___ Passage shown

Claimant further contends that in cases such as this, where there are pending parallel state and federal proceedings, the constitution requires the federal government to offer use immunity for testimony in the civil forfeiture proceeding, or, alternatively, a stay of the forfeiture case. This argument must also fail. First, at no time did claimant request any such relief from the District Court. While district courts must "seek to accommodate both the constitutional [privilege] against self-incrimination as well as the legislative intent behind the forfeiture provision," United States v. United States Currency, 626 F.2d 11, 15-17 (6th Cir. 1980), cert. denied, 449 U.S. 993, 101 S. Ct. 529, 66 L. Ed. 2d 290 (1980), they have a certain amount of discretion in determining which course to pursue. For example, "a court may stay the civil forfeiture action pending the resolution of the criminal proceedings. At the same time, district courts are under no obligation to take affirmative steps to protect the claimant/defendant's privilege (i.e. to grant a stay) when the claimant/defendant, by his words or actions, has chosen to waive the privilege." Certain Real Property, 943 F.2d at 729 n. 9 (citation omitted). Here, not only did claimant fail to seek a stay from the District Court, he filed a cross motion for summary judgment. In so doing, claimant invited the District Court to render an immediate ruling on the government's motion for summary judgment. Under the doctrine of "invited error," this Court has held that a party may not complain on appeal of errors that he himself invited or provoked. Harvis v. Roadway Express, Inc., 923 F.2d 59, 60 (6th Cir. 1991). Consequently, in light of claimant's affirmative act of seeking summary judgment and his failure to request a stay, we find claimant's contention, that the District Court should have stayed the federal forfeiture proceeding, to be meritless.

______
___ Dataset excerpts

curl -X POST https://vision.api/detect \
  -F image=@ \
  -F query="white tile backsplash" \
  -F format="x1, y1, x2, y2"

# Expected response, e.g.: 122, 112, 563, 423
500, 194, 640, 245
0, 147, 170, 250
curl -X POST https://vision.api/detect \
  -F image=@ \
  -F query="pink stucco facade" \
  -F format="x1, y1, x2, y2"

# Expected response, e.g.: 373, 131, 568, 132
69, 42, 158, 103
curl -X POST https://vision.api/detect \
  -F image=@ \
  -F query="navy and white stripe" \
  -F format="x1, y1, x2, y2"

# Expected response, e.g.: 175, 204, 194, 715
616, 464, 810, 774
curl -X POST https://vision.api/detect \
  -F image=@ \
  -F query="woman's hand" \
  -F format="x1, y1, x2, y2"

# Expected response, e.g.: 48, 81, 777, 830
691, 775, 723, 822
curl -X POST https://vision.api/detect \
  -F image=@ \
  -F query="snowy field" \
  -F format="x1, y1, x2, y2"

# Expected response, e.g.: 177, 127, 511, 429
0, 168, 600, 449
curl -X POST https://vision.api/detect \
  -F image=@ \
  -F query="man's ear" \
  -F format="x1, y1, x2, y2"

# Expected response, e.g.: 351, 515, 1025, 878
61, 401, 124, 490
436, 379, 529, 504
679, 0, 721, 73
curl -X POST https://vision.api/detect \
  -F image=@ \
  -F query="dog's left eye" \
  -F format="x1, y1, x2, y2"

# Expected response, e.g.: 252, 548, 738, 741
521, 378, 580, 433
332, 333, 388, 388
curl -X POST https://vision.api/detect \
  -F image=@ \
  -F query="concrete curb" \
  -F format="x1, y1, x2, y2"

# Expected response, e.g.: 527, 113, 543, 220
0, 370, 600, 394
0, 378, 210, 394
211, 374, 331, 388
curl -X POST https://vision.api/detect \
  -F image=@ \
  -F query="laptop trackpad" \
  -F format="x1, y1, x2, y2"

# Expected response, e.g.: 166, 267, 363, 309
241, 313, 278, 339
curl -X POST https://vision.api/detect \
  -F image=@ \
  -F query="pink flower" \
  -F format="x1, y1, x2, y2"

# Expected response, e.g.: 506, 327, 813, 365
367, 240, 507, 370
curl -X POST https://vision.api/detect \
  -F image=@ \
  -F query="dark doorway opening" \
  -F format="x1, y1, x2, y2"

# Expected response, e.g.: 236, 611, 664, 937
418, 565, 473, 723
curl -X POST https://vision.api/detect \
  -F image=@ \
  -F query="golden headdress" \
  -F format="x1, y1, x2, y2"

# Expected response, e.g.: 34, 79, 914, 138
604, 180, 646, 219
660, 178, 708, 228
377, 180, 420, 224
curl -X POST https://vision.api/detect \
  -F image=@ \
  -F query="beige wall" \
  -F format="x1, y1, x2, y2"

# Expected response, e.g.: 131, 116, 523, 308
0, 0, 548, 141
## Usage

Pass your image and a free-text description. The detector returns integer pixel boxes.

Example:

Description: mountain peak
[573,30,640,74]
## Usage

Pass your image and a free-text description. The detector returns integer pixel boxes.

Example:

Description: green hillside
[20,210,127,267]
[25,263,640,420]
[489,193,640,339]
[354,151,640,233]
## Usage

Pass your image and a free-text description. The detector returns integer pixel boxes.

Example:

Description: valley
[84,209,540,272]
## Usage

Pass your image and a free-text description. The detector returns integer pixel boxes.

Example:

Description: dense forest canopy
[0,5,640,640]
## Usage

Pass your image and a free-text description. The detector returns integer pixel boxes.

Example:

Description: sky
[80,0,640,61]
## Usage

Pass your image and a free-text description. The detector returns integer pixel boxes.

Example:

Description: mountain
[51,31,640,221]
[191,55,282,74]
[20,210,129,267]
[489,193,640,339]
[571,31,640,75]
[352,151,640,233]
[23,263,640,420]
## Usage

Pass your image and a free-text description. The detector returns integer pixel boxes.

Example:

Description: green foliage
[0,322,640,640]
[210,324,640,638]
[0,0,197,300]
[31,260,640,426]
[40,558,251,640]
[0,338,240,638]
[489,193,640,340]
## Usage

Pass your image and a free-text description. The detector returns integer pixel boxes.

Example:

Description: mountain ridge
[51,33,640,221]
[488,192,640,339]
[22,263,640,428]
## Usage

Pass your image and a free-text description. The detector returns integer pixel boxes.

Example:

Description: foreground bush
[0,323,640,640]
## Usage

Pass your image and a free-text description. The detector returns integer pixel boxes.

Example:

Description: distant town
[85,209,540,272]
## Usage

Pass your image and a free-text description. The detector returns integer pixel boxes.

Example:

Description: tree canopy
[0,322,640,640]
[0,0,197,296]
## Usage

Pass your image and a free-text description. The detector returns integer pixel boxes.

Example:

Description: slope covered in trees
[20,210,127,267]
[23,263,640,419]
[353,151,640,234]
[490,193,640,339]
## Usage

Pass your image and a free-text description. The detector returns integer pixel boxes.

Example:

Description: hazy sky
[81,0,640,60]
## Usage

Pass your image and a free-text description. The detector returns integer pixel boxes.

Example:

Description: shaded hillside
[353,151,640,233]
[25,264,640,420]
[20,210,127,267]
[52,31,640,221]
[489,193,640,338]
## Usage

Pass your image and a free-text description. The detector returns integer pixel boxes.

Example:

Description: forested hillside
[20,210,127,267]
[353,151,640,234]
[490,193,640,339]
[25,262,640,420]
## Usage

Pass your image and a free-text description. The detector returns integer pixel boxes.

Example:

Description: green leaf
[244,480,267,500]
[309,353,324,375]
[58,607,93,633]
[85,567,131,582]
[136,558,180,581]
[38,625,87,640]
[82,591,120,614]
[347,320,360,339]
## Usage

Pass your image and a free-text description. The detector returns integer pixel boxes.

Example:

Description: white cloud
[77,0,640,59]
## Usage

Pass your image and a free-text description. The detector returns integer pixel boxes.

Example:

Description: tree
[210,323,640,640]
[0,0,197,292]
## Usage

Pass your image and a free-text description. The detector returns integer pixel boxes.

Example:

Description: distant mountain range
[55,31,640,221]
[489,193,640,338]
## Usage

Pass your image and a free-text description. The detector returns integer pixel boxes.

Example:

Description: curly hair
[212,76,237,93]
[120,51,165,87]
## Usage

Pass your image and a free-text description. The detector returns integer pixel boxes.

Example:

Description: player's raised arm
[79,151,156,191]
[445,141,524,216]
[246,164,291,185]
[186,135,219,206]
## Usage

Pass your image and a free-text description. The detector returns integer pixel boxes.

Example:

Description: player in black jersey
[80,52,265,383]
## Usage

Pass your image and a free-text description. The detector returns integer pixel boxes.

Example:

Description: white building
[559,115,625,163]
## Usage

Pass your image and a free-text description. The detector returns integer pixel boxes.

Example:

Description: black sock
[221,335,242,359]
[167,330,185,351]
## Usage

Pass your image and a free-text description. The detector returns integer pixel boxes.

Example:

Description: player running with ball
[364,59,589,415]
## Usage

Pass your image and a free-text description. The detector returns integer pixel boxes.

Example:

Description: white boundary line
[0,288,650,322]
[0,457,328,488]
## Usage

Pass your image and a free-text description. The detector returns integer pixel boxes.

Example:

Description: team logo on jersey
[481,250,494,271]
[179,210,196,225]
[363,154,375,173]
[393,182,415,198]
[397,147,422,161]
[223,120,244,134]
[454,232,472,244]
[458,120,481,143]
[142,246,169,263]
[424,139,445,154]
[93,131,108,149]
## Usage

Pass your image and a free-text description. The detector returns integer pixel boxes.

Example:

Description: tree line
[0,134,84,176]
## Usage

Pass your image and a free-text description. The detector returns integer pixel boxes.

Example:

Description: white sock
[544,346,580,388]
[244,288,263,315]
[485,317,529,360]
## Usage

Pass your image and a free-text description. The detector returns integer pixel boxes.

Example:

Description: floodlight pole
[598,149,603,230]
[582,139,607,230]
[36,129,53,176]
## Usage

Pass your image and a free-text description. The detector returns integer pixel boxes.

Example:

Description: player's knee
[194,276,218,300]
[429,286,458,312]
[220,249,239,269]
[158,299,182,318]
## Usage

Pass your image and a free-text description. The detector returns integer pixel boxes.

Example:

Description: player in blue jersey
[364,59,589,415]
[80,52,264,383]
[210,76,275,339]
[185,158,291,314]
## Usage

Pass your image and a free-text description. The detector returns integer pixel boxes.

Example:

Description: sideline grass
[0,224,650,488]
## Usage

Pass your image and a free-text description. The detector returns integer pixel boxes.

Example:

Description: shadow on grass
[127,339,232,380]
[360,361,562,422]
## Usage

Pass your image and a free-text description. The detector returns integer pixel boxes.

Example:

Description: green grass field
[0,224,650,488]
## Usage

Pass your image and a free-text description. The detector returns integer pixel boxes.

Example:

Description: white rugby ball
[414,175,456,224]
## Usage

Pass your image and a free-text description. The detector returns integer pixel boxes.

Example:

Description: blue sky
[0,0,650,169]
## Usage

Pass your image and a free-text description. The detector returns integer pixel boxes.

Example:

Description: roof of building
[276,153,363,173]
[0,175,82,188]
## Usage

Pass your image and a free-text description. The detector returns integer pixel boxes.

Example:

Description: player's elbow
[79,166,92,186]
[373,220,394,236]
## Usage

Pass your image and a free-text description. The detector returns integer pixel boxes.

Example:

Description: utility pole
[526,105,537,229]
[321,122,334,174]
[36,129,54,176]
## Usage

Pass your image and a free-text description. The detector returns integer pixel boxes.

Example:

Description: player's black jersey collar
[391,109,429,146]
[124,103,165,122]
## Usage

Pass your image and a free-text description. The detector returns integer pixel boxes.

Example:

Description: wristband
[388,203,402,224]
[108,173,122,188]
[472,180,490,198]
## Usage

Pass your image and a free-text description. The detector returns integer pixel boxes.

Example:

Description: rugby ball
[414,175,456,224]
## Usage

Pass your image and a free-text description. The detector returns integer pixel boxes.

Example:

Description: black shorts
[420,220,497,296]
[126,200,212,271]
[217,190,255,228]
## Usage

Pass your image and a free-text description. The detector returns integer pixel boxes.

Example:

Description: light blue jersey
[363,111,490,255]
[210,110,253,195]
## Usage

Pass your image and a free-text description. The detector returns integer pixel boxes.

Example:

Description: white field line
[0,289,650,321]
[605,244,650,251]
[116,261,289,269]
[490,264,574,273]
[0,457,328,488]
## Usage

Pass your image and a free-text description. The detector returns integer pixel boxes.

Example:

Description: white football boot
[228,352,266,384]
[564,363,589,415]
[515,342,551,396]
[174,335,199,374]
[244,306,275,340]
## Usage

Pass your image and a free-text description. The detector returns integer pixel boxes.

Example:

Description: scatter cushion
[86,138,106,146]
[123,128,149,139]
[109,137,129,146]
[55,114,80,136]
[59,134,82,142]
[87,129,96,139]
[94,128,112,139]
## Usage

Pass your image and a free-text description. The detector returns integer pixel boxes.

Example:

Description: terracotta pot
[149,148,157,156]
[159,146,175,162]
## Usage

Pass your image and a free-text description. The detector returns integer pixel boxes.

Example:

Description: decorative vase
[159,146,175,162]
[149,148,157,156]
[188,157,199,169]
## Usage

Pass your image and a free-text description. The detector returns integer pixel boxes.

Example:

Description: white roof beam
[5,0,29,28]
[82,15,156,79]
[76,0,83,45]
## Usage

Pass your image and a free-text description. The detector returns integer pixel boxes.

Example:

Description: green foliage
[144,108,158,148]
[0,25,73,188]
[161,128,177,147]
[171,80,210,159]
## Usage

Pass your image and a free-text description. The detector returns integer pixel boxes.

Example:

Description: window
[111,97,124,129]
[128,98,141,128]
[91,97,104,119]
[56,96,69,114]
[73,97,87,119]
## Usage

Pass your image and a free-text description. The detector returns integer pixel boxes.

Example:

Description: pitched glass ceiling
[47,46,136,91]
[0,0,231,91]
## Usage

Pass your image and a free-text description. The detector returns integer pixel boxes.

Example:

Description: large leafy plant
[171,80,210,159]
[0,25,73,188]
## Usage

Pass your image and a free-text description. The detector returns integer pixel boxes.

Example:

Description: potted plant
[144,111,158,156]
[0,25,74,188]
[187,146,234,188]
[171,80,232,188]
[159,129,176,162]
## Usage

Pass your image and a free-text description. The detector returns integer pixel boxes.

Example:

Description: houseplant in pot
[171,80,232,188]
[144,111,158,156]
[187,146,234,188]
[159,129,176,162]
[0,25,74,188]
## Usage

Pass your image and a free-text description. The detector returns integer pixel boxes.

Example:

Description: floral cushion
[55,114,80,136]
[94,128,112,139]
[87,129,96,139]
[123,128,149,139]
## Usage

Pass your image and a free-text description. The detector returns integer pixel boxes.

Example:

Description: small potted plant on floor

______

Continue the court opinion on the forfeiture claimant's request for immunity or a stay, picking up after its final sentence.

_Answer to this exercise:_
Even were we to entertain claimant's argument, a blanket assertion of the privilege against self-incrimination also does not provide a sufficient basis for the District Court to grant a stay. Certain Real Property, 943 F.2d at 729. As the Fifth Circuit explained in Little Al:

Certainly, a district court may stay a civil proceeding during the pendency of a parallel criminal proceeding. Such a stay contemplates "special circumstances" and the need to avoid "substantial and irreparable prejudice." The very fact of a parallel criminal proceeding, however, [does] not alone undercut [claimant's] privilege against self-incrimination, even though the pendency of the criminal action "forced him to choose between preserving his privilege against self-incrimination and losing the civil suit." This case hardly presents the type of circumstances or prejudice that require a stay.

Little Al, 712 F.2d at 136 (citations omitted). Claimant's failure to indicate with precision how he would be prejudiced if the civil action went forward while the criminal action was pending in state court further leads this Court to conclude that claimant was not entitled to a stay.

We also decline to address claimant's due process and equal protection arguments because in failing to raise these issues below, claimant has waived them on appeal. See Taft Broadcasting Co. v. United States, 929 F.2d 240, 243 (6th Cir. 1991) ("A long line of cases in this circuit strongly reinforces the principle that issues not litigated in the trial court are generally not appropriate for appellate consideration in the first instance."); Chandler v. Jones, 813 F.2d 773, 777 (6th Cir. 1987) ("It is a well-established principle of appellate review that appellate courts do not address claims not properly presented below.").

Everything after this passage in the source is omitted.